[Document]
>>

“Looming Tower” Audiobook Leaves An Impression

The Looming Tower: Al-Qaeda and the Road to 9/11
Written and Narrated by Lawrence Wright
Random House Audio 2006
16 Hours & 31 Minutes

Lawrence Wright’s The Looming Tower is a book that political science professors will be assigning to freshmen for the next twenty years or more. When discussing my interest in counter-terrorism with a professor, my callow sophomore self off-handedly said “I’d like to write a book about the intelligence failures that led to 9/11.” His response was “That’s already been covered pretty thoroughly.”

Undoubtedly, my professor was referring to Wright’s comprehensive work, which is the closest you can come to reading the 9/11 Commission Report as a narrative.

img_1374
The counterterrorism studies section of my bookshelf. Sassy refused to appear in this photo for obvious reasons. 

This is a book I meant to get to for some time, listening to it in fits and starts since. I was finally spurred on by the release of a Hulu miniseries to finish the audiobook during my commute over the last month.

<<

[Required task A]
List each line of audiobook information printed beneath the review's headline.
[Required task B]
Output everything in the review from "Undoubtedly, my professor" down to "the last month.".

[Data shown]
>>

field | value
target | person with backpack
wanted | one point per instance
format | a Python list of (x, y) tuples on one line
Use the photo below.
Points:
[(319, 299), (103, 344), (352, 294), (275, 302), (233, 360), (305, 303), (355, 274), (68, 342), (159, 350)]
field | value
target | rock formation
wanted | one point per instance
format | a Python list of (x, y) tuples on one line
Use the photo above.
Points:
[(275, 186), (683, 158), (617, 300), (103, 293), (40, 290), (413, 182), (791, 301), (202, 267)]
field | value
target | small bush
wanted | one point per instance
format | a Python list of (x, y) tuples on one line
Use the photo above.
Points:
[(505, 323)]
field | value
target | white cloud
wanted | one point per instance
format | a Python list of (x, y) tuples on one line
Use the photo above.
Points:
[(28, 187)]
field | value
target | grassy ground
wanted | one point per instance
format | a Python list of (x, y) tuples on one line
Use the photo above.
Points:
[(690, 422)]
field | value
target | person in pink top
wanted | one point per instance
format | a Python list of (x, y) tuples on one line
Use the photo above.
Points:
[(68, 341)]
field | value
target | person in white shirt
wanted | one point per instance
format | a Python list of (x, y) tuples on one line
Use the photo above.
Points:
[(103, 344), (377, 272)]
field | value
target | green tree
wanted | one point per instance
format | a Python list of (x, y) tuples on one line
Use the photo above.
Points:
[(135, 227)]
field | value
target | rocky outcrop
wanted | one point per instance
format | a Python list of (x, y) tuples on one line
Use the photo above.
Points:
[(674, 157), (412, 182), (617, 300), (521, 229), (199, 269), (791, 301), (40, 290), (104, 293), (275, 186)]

<<
>>

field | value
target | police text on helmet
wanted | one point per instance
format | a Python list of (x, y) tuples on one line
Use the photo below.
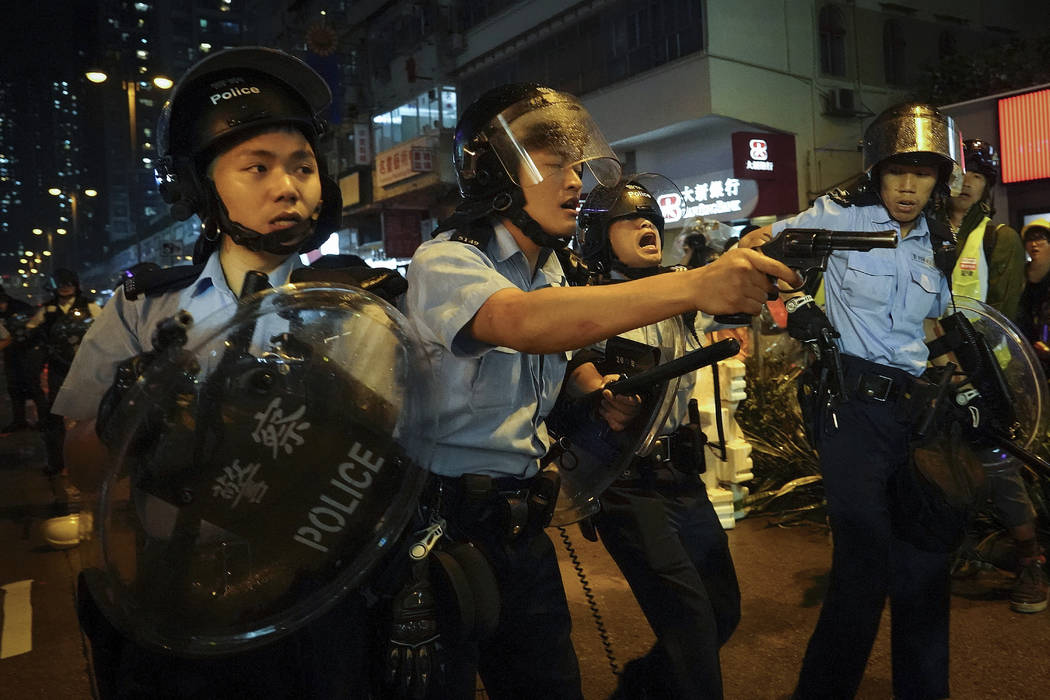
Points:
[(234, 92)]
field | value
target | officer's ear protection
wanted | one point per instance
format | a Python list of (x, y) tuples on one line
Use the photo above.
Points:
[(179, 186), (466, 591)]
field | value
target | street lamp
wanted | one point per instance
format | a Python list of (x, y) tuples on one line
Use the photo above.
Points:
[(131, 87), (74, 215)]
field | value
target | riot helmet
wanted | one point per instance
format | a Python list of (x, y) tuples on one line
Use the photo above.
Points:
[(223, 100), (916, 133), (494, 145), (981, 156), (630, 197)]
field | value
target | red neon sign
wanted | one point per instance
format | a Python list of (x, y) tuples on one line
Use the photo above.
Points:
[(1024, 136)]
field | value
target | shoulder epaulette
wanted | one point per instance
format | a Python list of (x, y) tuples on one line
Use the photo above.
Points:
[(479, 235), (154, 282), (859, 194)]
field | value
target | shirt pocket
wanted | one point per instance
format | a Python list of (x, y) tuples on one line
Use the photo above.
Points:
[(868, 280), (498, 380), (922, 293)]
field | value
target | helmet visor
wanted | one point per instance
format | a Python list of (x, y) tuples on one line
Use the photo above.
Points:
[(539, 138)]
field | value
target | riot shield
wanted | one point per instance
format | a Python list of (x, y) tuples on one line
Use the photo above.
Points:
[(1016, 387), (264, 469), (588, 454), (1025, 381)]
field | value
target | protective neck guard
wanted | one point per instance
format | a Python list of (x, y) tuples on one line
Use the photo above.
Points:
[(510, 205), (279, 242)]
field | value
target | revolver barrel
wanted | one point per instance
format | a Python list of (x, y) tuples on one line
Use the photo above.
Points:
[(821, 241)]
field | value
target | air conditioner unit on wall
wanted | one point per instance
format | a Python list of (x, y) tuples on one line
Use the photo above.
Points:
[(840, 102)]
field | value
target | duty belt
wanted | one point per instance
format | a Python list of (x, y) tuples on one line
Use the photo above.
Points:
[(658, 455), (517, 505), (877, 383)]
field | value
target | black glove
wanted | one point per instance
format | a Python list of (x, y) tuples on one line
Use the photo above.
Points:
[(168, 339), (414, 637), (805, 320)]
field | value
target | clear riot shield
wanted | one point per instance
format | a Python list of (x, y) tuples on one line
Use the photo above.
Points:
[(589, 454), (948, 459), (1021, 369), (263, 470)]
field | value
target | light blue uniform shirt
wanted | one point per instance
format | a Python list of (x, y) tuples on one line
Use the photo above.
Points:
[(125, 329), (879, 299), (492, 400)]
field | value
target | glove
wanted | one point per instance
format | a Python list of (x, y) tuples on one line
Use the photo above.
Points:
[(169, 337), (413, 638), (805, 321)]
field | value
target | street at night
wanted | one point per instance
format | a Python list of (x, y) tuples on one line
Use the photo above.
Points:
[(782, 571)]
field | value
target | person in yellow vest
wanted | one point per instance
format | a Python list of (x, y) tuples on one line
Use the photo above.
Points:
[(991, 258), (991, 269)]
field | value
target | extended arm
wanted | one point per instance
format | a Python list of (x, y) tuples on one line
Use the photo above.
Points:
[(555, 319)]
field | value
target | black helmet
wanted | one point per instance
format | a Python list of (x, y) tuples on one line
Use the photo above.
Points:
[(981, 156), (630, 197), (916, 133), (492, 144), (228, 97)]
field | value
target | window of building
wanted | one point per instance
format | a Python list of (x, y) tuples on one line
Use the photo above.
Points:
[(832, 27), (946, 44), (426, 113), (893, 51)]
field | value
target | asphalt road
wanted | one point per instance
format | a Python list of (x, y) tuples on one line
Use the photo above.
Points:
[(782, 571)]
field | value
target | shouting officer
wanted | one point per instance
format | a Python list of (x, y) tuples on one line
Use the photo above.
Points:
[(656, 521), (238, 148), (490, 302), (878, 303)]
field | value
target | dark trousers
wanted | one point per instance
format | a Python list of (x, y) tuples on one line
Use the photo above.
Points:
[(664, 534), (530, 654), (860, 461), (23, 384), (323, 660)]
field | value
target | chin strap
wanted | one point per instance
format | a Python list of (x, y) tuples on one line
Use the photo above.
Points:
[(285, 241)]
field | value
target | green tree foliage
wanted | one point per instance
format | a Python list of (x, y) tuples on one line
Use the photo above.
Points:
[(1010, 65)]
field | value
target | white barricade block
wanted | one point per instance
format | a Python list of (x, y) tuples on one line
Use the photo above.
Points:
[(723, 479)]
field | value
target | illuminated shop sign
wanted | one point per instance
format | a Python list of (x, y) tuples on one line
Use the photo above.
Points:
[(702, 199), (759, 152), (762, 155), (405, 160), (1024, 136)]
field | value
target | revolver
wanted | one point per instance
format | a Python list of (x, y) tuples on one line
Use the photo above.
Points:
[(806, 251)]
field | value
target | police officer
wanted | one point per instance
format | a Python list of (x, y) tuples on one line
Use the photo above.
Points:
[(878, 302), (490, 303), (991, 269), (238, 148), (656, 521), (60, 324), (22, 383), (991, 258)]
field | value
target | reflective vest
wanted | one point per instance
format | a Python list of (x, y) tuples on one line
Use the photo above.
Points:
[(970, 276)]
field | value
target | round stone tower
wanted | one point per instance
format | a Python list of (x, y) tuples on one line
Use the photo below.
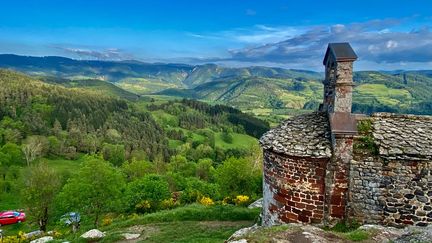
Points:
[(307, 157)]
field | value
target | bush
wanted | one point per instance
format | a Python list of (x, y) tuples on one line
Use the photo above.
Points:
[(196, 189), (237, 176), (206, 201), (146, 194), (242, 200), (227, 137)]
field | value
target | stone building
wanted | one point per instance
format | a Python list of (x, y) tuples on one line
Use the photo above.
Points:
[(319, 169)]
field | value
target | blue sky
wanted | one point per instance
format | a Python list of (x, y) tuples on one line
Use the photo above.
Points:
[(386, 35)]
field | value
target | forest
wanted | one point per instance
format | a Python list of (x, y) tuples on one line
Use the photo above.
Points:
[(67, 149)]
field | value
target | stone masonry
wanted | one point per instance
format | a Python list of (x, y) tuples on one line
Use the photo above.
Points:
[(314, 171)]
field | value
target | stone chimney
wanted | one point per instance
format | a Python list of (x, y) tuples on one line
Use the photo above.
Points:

<<
>>

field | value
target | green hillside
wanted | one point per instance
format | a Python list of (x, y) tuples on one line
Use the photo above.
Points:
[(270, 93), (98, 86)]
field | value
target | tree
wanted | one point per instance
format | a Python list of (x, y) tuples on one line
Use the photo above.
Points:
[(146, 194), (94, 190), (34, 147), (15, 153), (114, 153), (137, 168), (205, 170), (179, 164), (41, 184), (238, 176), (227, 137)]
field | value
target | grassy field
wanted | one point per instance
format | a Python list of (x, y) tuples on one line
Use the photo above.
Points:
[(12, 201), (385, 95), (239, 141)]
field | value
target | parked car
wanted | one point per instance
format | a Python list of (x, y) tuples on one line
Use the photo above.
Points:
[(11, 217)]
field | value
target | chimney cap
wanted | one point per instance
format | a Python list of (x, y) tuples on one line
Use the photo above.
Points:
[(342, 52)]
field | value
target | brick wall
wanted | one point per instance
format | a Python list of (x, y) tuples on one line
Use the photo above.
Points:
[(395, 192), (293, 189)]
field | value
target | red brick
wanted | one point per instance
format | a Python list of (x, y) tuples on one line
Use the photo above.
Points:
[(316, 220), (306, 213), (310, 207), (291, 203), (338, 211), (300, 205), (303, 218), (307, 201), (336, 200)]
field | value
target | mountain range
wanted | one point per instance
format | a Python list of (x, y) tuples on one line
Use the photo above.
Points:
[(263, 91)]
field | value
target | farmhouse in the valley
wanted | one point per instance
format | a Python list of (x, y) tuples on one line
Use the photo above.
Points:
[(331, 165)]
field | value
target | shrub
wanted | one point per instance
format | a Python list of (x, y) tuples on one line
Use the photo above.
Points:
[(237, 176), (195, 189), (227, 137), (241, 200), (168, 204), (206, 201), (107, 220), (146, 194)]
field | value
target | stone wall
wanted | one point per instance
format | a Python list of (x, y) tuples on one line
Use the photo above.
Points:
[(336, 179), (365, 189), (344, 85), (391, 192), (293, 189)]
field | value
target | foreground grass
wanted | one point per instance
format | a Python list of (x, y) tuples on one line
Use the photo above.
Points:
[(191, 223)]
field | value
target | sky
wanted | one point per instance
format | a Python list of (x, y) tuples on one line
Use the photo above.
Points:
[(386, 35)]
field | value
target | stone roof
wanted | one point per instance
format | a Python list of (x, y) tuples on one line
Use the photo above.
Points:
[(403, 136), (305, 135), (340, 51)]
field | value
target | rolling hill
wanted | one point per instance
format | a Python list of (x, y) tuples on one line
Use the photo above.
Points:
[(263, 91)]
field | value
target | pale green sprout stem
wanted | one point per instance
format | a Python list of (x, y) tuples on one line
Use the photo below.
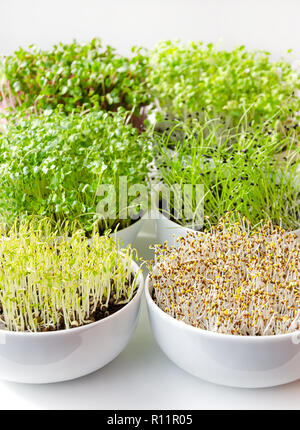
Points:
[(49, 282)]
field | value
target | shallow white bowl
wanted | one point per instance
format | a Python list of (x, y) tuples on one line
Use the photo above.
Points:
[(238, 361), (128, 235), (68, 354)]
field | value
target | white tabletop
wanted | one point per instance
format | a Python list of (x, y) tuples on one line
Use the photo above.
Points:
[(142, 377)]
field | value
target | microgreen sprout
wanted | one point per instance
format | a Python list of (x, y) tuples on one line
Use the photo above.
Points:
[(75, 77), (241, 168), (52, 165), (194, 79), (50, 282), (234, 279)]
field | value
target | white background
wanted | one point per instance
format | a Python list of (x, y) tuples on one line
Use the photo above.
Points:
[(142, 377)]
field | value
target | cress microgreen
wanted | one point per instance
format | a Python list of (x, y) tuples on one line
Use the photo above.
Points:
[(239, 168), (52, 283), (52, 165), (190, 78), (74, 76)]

<<

[Complete response A]
- The Looming Tower: Al-Qaeda and the Road to 9/11
- Written and Narrated by Lawrence Wright
- Random House Audio 2006
- 16 Hours & 31 Minutes

[Complete response B]
Undoubtedly, my professor was referring to Wright’s comprehensive work, which is the closest you can come to reading the 9/11 Commission Report as a narrative.

img_1374
The counterterrorism studies section of my bookshelf. Sassy refused to appear in this photo for obvious reasons. 

This is a book I meant to get to for some time, listening to it in fits and starts since. I was finally spurred on by the release of a Hulu miniseries to finish the audiobook during my commute over the last month.